REQUIRED ACTION:
When you return the data, keep every word exact and include none of the images.

[DATA FOR REVIEW]

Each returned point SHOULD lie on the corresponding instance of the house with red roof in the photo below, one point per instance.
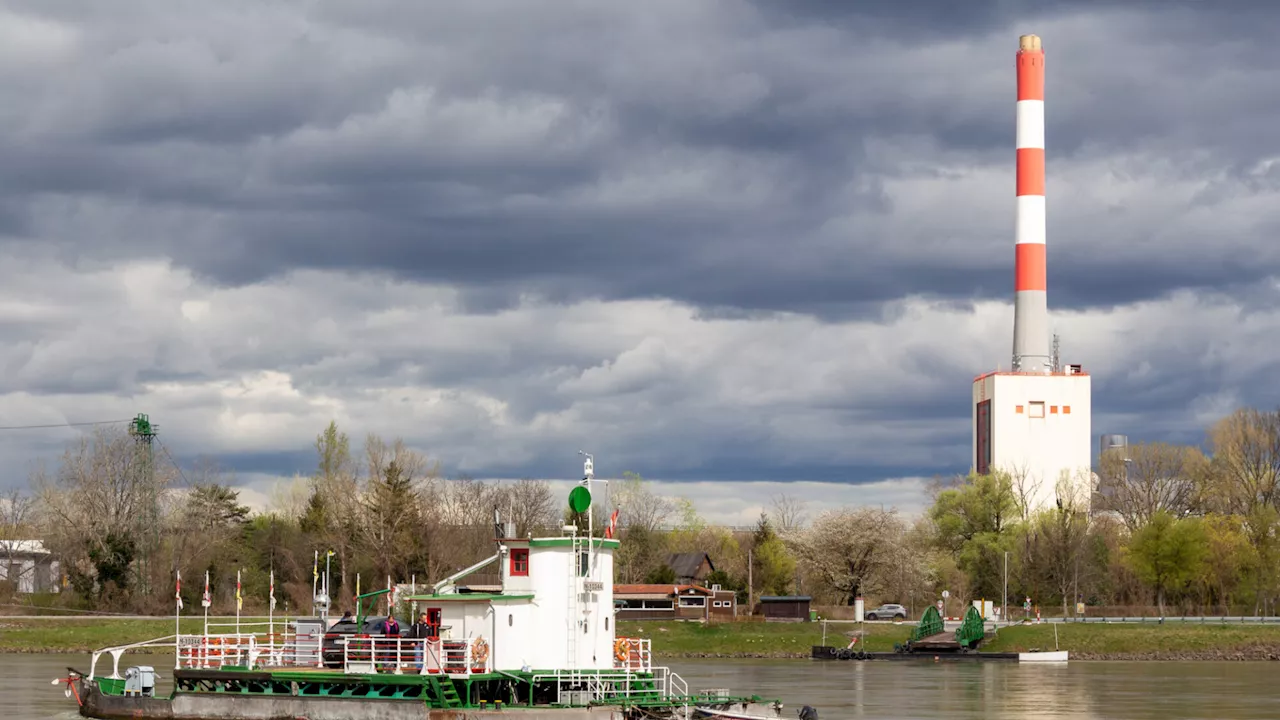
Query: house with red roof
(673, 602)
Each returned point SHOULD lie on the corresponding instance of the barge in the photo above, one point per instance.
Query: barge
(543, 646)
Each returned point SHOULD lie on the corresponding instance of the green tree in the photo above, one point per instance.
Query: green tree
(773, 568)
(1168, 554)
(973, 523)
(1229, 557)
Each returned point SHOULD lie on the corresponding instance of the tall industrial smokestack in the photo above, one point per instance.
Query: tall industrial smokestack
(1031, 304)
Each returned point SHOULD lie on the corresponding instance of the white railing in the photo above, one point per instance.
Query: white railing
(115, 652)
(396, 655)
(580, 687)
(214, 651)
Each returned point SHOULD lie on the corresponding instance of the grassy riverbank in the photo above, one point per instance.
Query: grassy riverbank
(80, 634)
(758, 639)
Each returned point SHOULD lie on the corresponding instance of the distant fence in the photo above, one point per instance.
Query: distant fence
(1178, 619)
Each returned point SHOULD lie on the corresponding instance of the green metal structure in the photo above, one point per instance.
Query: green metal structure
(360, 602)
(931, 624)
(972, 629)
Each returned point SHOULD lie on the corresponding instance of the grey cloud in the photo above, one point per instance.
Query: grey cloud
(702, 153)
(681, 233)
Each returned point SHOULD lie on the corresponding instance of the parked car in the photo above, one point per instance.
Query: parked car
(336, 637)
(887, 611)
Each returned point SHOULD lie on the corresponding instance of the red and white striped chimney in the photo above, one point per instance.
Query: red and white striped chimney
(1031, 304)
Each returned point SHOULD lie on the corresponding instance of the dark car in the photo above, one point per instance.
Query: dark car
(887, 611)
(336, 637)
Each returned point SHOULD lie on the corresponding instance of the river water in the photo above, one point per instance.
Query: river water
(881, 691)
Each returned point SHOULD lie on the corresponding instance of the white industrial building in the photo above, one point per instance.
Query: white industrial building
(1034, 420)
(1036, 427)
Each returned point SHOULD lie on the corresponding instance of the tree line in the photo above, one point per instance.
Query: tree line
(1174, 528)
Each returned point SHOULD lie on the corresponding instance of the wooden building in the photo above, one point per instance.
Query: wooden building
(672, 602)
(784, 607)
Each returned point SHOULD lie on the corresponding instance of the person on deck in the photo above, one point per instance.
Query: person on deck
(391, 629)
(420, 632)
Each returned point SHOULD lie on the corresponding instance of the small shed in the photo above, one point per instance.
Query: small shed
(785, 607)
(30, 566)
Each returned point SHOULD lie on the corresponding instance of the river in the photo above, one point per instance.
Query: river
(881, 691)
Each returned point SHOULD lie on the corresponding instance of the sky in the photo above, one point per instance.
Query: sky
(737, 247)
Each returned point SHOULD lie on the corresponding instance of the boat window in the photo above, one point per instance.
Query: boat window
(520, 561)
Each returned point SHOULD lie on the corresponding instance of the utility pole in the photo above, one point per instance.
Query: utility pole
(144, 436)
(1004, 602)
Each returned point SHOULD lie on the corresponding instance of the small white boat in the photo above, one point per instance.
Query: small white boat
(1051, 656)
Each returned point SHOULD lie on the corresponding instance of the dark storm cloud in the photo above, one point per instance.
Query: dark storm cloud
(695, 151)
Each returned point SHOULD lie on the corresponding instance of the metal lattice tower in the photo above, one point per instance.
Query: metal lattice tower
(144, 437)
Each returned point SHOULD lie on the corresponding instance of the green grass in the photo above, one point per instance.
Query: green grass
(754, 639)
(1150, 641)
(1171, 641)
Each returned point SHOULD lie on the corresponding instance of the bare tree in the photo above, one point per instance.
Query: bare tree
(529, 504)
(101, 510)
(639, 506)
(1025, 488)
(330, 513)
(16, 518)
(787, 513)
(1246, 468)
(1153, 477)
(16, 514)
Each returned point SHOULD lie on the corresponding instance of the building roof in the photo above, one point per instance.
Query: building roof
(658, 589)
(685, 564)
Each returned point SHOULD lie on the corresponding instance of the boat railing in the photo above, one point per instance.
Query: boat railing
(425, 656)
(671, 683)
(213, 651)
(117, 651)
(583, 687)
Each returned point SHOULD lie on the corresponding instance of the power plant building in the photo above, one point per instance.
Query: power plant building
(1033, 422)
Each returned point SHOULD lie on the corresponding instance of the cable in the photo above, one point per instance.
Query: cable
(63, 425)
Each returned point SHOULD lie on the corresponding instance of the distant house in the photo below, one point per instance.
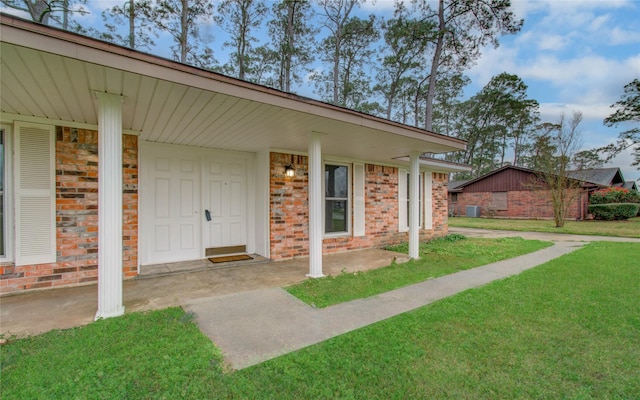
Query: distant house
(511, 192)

[/DATA FOR REVIEW]

SOLUTION TO THE PROBLEM:
Each returned point SHOULD lie on the corresponding instance of the house with red roof in the photo below, one point per instance.
Query: house with red roof
(673, 602)
Each returned point SHOULD lie on the corresponding instance of the barge in the photo above, one point per instance.
Query: barge
(543, 646)
Each returned point SHOULD lie on the corresponding instance of the green tree in the photo above, one point per instance.
Query: green tree
(773, 568)
(1168, 554)
(973, 523)
(1229, 557)
Each returned point SHOULD lie on the corresponding instance of the tall industrial smokestack in the photo above, one point per instance.
Query: tall industrial smokestack
(1031, 304)
Each returned point SHOULD lie on the corresponding instance of the white railing in the photo above, one point per instance.
Query: white railing
(115, 652)
(396, 655)
(580, 687)
(214, 651)
Each returned point SHOULD lie on the corresponding instance of the grassy riverbank in the photo above, one point per instance.
Query: grassy riverbank
(80, 634)
(758, 639)
Each returned point SHOULD lie on the corresponding instance of the distant fence in the photo above, one point per instance.
Query: distant fence
(1178, 619)
Each returned point SHOULD lie on the corresponding instance of the green metal structure in the photo above, one point per instance.
Query: green metal structure
(360, 602)
(931, 624)
(972, 629)
Each returned point SHOULD lie on the corresponding instance of the grey cloud in the photo above, one point per instance.
Query: grey cloud
(702, 153)
(681, 233)
Each returned point SHOULD lie on the corresponding instance of the parked car in the photo above, one point per instance.
Query: parked car
(336, 637)
(887, 611)
Each returned point SHOULD lie on the corresponding instance of the red and white striped chimney in the photo above, one point per instance.
Query: red and white striped chimney
(1031, 304)
Each returned point SHOULD lie on the corresponding instance of the dark car in the photo above, one point per instance.
Query: dark car
(887, 611)
(336, 637)
Each returned point SHOULD lie on the corresponding instance of the river water in the photo above, one point per instance.
Query: river water
(881, 691)
Each returned point SHOULD lie on the corresponding instance of the white industrial building in the photo above, one point per instance.
Query: white industrial building
(1034, 420)
(1036, 427)
Each returned point SHOULD lie on the corresponding instance of the tree line in the photo above, one point per instance.
Query: tree line
(1174, 528)
Each returned point SHOULD lie on the corresponding instance of the wooden building in the photo above, one point per instance.
Query: wooden building
(672, 602)
(784, 607)
Each returned point SHOULD lie on the corresponding instance of the person on deck in the photo above, one point per instance.
Query: person on deck
(391, 629)
(420, 632)
Each returned point SHOULD lie on the corresponding instance of the small shed in the photo above, one point per instance.
Query: small shed
(785, 607)
(30, 566)
Each returned point SHOULD lie on the corresponding instance of the river in the photo above, one point per instance.
Query: river
(881, 691)
Each returned point SHOULD lie on the corresponding instance of the sky in the photo above, one point per instance.
Query: sky
(737, 247)
Each returned point SHOULD lie on the corresponding instance of the boat window in the photo above, one point per instance.
Query: boat window
(520, 561)
Each returned point SHOULD lie on the corresponding instance of the utility pole in the photo above, one point per instance.
Query: utility pole
(144, 436)
(1004, 602)
Each returned point SHOULD lie on the corresponding instance of the small white boat in the photo above, one point per instance.
Query: small white boat
(1051, 656)
Each returned point SHOULD lie on the corresponding instance of the dark storm cloud in the photo above, one point per instance.
Query: dark storm cloud
(695, 151)
Each returned point SHOULD lie on the corresponding instance of the metal lattice tower in the photo above, one point per instance.
Query: metal lattice tower
(144, 437)
Each returned point SHOULD lie on the corresponding instance of the green grass in the photo above, one point per instance.
Query: green grass
(754, 639)
(1150, 641)
(1171, 641)
Each returned point SHOULD lie on the corresponding instance of the bare tree in the photo above, one point per instance.
Query: bare tree
(529, 504)
(101, 510)
(639, 506)
(1025, 488)
(330, 513)
(16, 518)
(787, 513)
(1246, 468)
(1153, 477)
(16, 514)
Each returned point SHOULD lie on the corresponding instance of the building roof in the photo above, one point per instance.
Query: building roof
(658, 589)
(685, 564)
Each returned point SHOULD lie on the corresponding instance of the boat railing in the photo above, one point per instance.
Query: boat railing
(425, 656)
(671, 683)
(213, 651)
(117, 651)
(583, 687)
Each returned point SHOULD lie on the corresponding instance of the power plant building in the photo above, one point per instance.
Query: power plant building
(1033, 422)
Each returned point SHOULD lie on the corresponding instance of the cable in the photo above, one point per instance.
Query: cable
(63, 425)
Each returned point SHOULD lie on the corresponding instance of the distant house in the photo below, one point per instance.
Query: distant house
(511, 192)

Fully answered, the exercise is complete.